# Texte extrait
Dans leur déclaration pour l’établissement en commun des revenus d’entreprises collectives et de copropriétés pour l’année 1994, les consorts HENTZEN n’ont déclaré aucun revenu perçu au titre des trois immeubles en question. Il ressort des annexes à la déclaration en question (modèle 200) que deux des trois propriétés ont, à la suite de la déduction notamment de l’amortissement, produit des revenus négatifs respectivement de 112.870.- francs et de 18.518.- francs et que le troisième immeuble a, également après déduction d’un amortissement, produit un revenu au titre des loyers de 3.568.- francs. A la suite du bulletin d’établissement des revenus d’entreprises collectives et de copropriétés pour l’année 1994, émis en date du 17 août 1995 et adressé à Monsieur HENTZEN et consorts, ayant fixé le revenu total provenant de la location de biens à 910.318.- francs, à répartir par moitié entre Messieurs X. et HENTZEN, Monsieur X. a introduit une réclamation auprès du préposé du bureau d’imposition Luxembourg 8, par lettre du 14 septembre 1995, en reprenant à l’appui de celle-ci les mêmes moyens et arguments exposés dans sa réclamation précitée du 16 juin 1994.
Enfin, dans leur déclaration pour l’établissement en commun des revenus d’entreprises collectives et de copropriétés pour l’année 1995, les consorts HENTZEN ont indiqué, chacun en ce qui le concerne individuellement, des revenus négatifs provenant des loyers des trois immeubles en question respectivement de 147.548.- francs et de 147.549.- francs. A la suite de l’émission du bulletin d’établissement des revenus d’entreprises collectives et de copropriétés pour l’année 1995, émis en date du 28 juin 1996 et adressé à Monsieur HENTZEN et consorts, ayant fixé le revenu total provenant de la location de biens à 720.043.- francs, à répartir par parts égales entre Messieurs X. et HENTZEN, Monsieur X. a introduit une réclamation auprès du préposé du bureau d’imposition Luxembourg 8, par lettre du 9 juillet 1996, en se référant à la motivation figurant dans les deux réclamations introduites antérieurement.
En l’absence de décisions directoriales à la suite des susdites réclamations, les consorts HENTZEN ont déposé, le 23 mars 1998, une requête tendant à la réformation des trois bulletins précités relatifs aux années 1993, 1994 et 1995.

# Matériel fourni
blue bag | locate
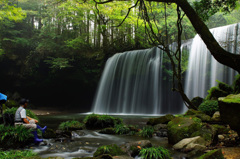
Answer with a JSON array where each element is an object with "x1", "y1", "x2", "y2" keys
[{"x1": 0, "y1": 93, "x2": 7, "y2": 101}]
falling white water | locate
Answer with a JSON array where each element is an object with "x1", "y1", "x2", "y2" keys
[
  {"x1": 92, "y1": 47, "x2": 182, "y2": 115},
  {"x1": 185, "y1": 23, "x2": 240, "y2": 99},
  {"x1": 92, "y1": 24, "x2": 240, "y2": 115}
]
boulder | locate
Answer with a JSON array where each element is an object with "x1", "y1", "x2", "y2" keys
[
  {"x1": 99, "y1": 128, "x2": 116, "y2": 134},
  {"x1": 185, "y1": 109, "x2": 211, "y2": 122},
  {"x1": 191, "y1": 97, "x2": 203, "y2": 108},
  {"x1": 167, "y1": 117, "x2": 201, "y2": 144},
  {"x1": 218, "y1": 94, "x2": 240, "y2": 135},
  {"x1": 153, "y1": 124, "x2": 167, "y2": 131},
  {"x1": 42, "y1": 128, "x2": 57, "y2": 139},
  {"x1": 147, "y1": 114, "x2": 175, "y2": 126},
  {"x1": 198, "y1": 149, "x2": 224, "y2": 159},
  {"x1": 212, "y1": 111, "x2": 221, "y2": 122},
  {"x1": 173, "y1": 136, "x2": 206, "y2": 152},
  {"x1": 93, "y1": 144, "x2": 126, "y2": 157},
  {"x1": 191, "y1": 123, "x2": 216, "y2": 146},
  {"x1": 120, "y1": 140, "x2": 152, "y2": 157}
]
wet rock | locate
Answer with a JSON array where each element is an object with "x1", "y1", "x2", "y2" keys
[
  {"x1": 218, "y1": 94, "x2": 240, "y2": 135},
  {"x1": 56, "y1": 130, "x2": 72, "y2": 138},
  {"x1": 199, "y1": 149, "x2": 224, "y2": 159},
  {"x1": 218, "y1": 135, "x2": 224, "y2": 141},
  {"x1": 167, "y1": 117, "x2": 201, "y2": 144},
  {"x1": 191, "y1": 123, "x2": 216, "y2": 145},
  {"x1": 185, "y1": 109, "x2": 211, "y2": 122},
  {"x1": 147, "y1": 114, "x2": 175, "y2": 126},
  {"x1": 71, "y1": 130, "x2": 86, "y2": 138},
  {"x1": 99, "y1": 128, "x2": 116, "y2": 134},
  {"x1": 42, "y1": 128, "x2": 57, "y2": 139},
  {"x1": 191, "y1": 97, "x2": 203, "y2": 108},
  {"x1": 212, "y1": 111, "x2": 221, "y2": 122},
  {"x1": 173, "y1": 136, "x2": 206, "y2": 152},
  {"x1": 93, "y1": 144, "x2": 126, "y2": 157},
  {"x1": 120, "y1": 140, "x2": 152, "y2": 157},
  {"x1": 153, "y1": 124, "x2": 167, "y2": 131},
  {"x1": 156, "y1": 129, "x2": 168, "y2": 137}
]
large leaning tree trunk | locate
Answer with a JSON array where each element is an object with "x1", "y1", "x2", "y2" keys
[{"x1": 146, "y1": 0, "x2": 240, "y2": 73}]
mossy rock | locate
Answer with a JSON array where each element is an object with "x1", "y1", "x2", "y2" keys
[
  {"x1": 191, "y1": 124, "x2": 217, "y2": 145},
  {"x1": 218, "y1": 94, "x2": 240, "y2": 135},
  {"x1": 198, "y1": 149, "x2": 224, "y2": 159},
  {"x1": 147, "y1": 114, "x2": 175, "y2": 126},
  {"x1": 42, "y1": 128, "x2": 57, "y2": 139},
  {"x1": 217, "y1": 80, "x2": 233, "y2": 94},
  {"x1": 84, "y1": 114, "x2": 122, "y2": 129},
  {"x1": 198, "y1": 100, "x2": 219, "y2": 116},
  {"x1": 93, "y1": 144, "x2": 126, "y2": 157},
  {"x1": 167, "y1": 117, "x2": 201, "y2": 144},
  {"x1": 191, "y1": 97, "x2": 203, "y2": 108},
  {"x1": 5, "y1": 99, "x2": 19, "y2": 108},
  {"x1": 184, "y1": 109, "x2": 211, "y2": 122},
  {"x1": 99, "y1": 128, "x2": 116, "y2": 134},
  {"x1": 206, "y1": 87, "x2": 229, "y2": 100},
  {"x1": 233, "y1": 74, "x2": 240, "y2": 94},
  {"x1": 212, "y1": 124, "x2": 230, "y2": 135}
]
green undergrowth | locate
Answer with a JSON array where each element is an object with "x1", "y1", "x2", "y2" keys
[
  {"x1": 198, "y1": 100, "x2": 219, "y2": 116},
  {"x1": 93, "y1": 144, "x2": 125, "y2": 157},
  {"x1": 83, "y1": 114, "x2": 123, "y2": 129},
  {"x1": 139, "y1": 126, "x2": 154, "y2": 138},
  {"x1": 219, "y1": 94, "x2": 240, "y2": 103},
  {"x1": 58, "y1": 120, "x2": 84, "y2": 130},
  {"x1": 0, "y1": 150, "x2": 37, "y2": 159},
  {"x1": 4, "y1": 107, "x2": 39, "y2": 122},
  {"x1": 139, "y1": 147, "x2": 171, "y2": 159},
  {"x1": 0, "y1": 125, "x2": 33, "y2": 150}
]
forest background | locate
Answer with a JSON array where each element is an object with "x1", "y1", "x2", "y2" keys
[{"x1": 0, "y1": 0, "x2": 240, "y2": 112}]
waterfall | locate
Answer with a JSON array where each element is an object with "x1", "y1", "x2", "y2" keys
[
  {"x1": 92, "y1": 23, "x2": 240, "y2": 115},
  {"x1": 92, "y1": 47, "x2": 182, "y2": 115},
  {"x1": 185, "y1": 23, "x2": 240, "y2": 99}
]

# À compléter
**A.** D'après le texte, à quelle date les consorts HENTZEN ont-ils déposé leur requête en réformation ?
**B.** Modifiez dans le texte tout ce qui va de « En l’absence de » jusqu'à « 1994 et 1995. » en mettant « demande » à la place de « requête ».
Servez-vous uniquement du texte.

# Liste des solutions
**A.** Le 23 mars 1998.

**B.**
En l’absence de décisions directoriales à la suite des susdites réclamations, les consorts HENTZEN ont déposé, le 23 mars 1998, une demande tendant à la réformation des trois bulletins précités relatifs aux années 1993, 1994 et 1995.